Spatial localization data

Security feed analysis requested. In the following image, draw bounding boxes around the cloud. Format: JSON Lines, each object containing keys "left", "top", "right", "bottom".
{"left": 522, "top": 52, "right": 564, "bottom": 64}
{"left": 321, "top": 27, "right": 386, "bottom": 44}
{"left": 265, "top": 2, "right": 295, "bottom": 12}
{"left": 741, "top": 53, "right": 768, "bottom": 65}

Task statement:
Every entry shown above should be written out again without a single difference.

Exercise output:
Security feed analysis requested. In the following image, draw bounding boxes around the cloud. Format: JSON Lines, each object containing keys "left", "top", "right", "bottom".
{"left": 522, "top": 52, "right": 564, "bottom": 64}
{"left": 321, "top": 27, "right": 386, "bottom": 44}
{"left": 265, "top": 2, "right": 295, "bottom": 12}
{"left": 741, "top": 53, "right": 768, "bottom": 65}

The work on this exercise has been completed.